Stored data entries
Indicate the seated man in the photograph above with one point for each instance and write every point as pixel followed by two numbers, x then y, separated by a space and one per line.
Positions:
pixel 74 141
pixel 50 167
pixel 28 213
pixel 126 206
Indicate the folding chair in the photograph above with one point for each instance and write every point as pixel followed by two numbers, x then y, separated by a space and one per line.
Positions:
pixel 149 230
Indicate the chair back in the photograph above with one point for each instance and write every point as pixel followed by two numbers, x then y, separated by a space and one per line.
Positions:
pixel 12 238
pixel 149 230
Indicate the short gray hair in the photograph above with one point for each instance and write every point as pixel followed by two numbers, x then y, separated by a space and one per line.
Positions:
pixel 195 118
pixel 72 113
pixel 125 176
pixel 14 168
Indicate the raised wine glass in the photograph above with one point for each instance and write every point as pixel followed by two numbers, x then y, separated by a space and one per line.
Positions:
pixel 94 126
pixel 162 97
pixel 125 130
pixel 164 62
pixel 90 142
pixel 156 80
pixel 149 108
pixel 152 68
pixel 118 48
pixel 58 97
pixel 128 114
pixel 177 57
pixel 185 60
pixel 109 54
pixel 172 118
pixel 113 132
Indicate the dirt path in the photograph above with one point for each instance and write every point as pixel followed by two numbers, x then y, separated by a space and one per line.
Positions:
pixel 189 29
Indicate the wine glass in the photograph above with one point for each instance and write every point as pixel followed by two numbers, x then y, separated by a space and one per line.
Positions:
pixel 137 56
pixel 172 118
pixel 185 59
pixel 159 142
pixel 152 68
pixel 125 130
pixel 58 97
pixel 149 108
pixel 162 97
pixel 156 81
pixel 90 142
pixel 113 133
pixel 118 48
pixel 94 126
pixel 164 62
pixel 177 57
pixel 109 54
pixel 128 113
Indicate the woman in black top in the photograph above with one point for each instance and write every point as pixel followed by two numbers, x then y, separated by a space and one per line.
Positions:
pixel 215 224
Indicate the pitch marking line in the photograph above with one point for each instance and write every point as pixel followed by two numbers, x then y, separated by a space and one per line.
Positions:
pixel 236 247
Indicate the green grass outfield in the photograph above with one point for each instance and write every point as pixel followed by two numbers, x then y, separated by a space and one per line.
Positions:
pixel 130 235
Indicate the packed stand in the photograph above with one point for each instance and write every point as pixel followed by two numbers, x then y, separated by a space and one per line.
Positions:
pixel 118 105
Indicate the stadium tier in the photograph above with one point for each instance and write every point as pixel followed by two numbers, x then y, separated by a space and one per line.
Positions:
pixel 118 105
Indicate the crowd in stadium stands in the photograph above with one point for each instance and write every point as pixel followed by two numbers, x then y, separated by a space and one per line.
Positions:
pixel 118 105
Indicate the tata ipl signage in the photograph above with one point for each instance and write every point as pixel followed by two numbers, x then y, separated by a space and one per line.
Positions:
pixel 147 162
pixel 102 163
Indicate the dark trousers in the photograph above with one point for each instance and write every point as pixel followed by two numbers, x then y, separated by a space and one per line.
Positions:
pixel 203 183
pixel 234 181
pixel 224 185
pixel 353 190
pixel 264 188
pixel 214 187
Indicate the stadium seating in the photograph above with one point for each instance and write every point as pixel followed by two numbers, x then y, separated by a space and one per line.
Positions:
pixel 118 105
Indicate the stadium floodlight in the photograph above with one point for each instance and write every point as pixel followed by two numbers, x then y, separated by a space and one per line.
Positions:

_Action item_
The answer must consist of every line from the entries above that contains the string "stadium".

_Exercise solution_
Indicate the stadium tier in the photograph above with one point for each instance and write every point as pixel followed by two numbers, x then y, separated by a space and one per line.
Indicate the crowd in stadium stands in the photograph above with one point for each instance and write every point as pixel followed by two numbers, x then y, separated by a space and one per line.
Indicate the stadium seating in the photograph above with one point for each instance and write every point as pixel followed by two numbers, x then y, separated by a space and one per line.
Indicate the stadium floodlight in the photograph above with one point for each instance and write every point as pixel followed by two numbers, x then y, separated by a space and one per line.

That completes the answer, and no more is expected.